SELECTED TEXT ::

## START

Great bustards are large birds found in grasslands from Spain to Mongolia. Males of the Asian subspecies can weigh up to 35 pounds, but females only weigh up to 11 pounds. The significant size difference between males and females makes bustards the most sexually dimorphic avian species on Earth.
Despite their large size, studying and monitoring these birds is no easy feat. Known for their elusive nature and wariness toward humans, Asian bustards are rarely seen with the naked eye. Kessler and her colleagues use spotting-scopes on hillsides to scan valleys in Mongolia, but it may take the team months to capture and tag a single bird.
"The process of capturing these birds requires us to be extremely alert and careful of every footstep and sound we make," Kessler says. "The work is so painstaking that it becomes an obsession. Members of our team often dream about capturing a bustard. And when it does finally happen, it's a real adrenaline rush."
Kessler says great bustards across Eurasia exhibit a range of migratory behavior corresponding to the severity of winter weather. Great bustards found in Spain may travel only about 10 miles annually whereas those in western Russia travel about 600 miles one way to warmer wintering regions.
The Asian subspecies, however, is the marathon runner of the great bustard family.
"In Mongolia, winter temperatures can drop 30 to 50 degrees below zero," Kessler says. "We found that the Asian great bustards travel for an average of two months, covering 1200 miles to reach wintering grounds in Shaanxi province in central China. It's a remarkable journey."

## END

RECORDS ::

## START

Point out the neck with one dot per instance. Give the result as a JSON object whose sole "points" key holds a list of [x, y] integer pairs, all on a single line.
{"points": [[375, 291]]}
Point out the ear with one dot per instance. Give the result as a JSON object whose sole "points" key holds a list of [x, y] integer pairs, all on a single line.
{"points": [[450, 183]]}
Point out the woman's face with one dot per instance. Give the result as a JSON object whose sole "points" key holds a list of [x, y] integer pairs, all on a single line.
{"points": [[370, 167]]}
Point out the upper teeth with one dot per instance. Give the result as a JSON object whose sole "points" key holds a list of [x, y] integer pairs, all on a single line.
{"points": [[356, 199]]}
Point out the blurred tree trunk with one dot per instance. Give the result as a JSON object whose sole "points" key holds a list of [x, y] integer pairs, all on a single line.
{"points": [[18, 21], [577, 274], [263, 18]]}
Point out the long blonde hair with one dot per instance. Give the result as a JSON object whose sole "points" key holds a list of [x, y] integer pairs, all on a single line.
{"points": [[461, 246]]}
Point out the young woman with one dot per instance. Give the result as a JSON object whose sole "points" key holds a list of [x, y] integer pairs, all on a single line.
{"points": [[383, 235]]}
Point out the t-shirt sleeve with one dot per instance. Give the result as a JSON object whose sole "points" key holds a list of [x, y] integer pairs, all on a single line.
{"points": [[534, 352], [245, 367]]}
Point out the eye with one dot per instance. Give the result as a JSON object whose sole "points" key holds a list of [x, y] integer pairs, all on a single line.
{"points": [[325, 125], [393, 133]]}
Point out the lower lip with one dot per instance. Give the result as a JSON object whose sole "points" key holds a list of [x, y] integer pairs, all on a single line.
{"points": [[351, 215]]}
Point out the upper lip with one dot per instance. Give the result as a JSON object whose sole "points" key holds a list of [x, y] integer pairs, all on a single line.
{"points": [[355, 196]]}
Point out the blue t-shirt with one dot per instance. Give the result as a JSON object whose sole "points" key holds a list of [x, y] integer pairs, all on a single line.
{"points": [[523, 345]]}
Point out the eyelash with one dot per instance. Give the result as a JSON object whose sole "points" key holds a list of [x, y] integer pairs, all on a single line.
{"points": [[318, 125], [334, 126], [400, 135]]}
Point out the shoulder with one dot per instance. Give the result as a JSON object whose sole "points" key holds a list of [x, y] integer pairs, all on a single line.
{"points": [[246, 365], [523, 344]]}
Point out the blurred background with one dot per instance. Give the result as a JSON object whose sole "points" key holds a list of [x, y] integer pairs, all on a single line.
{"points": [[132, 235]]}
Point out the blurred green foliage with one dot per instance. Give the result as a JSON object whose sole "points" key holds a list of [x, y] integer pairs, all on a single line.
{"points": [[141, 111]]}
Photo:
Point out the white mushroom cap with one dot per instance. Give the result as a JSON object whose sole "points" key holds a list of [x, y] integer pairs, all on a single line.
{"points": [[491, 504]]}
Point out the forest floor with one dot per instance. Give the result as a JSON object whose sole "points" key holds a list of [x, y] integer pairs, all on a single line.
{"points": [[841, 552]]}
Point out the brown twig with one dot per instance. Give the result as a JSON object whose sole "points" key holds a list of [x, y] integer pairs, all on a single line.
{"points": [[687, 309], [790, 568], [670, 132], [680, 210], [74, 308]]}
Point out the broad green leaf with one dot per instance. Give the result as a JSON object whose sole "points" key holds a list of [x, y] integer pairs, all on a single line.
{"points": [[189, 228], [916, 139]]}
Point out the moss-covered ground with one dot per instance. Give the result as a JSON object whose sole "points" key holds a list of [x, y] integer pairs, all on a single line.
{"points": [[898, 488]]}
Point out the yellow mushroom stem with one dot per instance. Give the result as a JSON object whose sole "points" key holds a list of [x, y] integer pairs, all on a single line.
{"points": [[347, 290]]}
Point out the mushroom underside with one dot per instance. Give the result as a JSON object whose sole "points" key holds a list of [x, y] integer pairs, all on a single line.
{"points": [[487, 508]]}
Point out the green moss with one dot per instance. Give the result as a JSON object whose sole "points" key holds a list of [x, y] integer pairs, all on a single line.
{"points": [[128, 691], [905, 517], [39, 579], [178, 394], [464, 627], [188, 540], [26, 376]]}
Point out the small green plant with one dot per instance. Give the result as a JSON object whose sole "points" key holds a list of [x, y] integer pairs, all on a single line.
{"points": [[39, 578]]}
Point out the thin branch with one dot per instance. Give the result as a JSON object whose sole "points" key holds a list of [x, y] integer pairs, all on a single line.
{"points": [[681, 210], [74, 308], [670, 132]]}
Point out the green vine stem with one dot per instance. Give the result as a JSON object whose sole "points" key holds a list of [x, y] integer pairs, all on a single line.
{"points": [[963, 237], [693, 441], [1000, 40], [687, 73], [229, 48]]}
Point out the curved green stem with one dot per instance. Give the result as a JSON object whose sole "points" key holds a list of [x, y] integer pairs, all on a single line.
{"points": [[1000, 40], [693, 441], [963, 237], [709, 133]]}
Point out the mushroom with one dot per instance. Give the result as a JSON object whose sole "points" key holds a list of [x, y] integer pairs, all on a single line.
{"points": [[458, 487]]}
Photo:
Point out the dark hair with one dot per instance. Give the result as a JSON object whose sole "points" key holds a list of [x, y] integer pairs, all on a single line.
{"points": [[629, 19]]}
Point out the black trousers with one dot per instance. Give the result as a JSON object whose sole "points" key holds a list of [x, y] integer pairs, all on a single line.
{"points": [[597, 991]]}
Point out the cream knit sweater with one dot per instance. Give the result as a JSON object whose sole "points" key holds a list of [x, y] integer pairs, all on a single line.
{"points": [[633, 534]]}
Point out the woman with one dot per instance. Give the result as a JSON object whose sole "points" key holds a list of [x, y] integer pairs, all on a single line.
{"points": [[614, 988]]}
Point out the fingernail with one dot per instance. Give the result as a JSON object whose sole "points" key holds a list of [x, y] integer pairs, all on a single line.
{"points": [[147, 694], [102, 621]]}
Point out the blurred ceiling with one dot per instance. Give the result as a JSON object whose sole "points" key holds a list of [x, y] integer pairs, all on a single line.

## END

STATED TASK 1 ::
Reproduce the great bustard passage word for word, starting at "Kessler says great" and ending at "warmer wintering regions.".
STATED TASK 2 ::
Translate this sentence from the great bustard passage into Spanish: "The Asian subspecies, however, is the marathon runner of the great bustard family."
STATED TASK 3 ::
Turn the paragraph of the great bustard passage that opens with "Kessler says great bustards across Eurasia" into a short bulleted list that keeps its main facts.
Work only from the great bustard passage, not the items.

EXERCISE RESPONSE 1 ::
Kessler says great bustards across Eurasia exhibit a range of migratory behavior corresponding to the severity of winter weather. Great bustards found in Spain may travel only about 10 miles annually whereas those in western Russia travel about 600 miles one way to warmer wintering regions.

EXERCISE RESPONSE 2 ::
La subespecie asiática, sin embargo, es la maratonista de la familia de la avutarda común.

EXERCISE RESPONSE 3 ::
- Great bustards across Eurasia show a range of migratory behavior that matches how severe the winter weather is.
- Those in Spain may travel only about 10 miles a year.
- Those in western Russia travel about 600 miles one way to warmer wintering regions.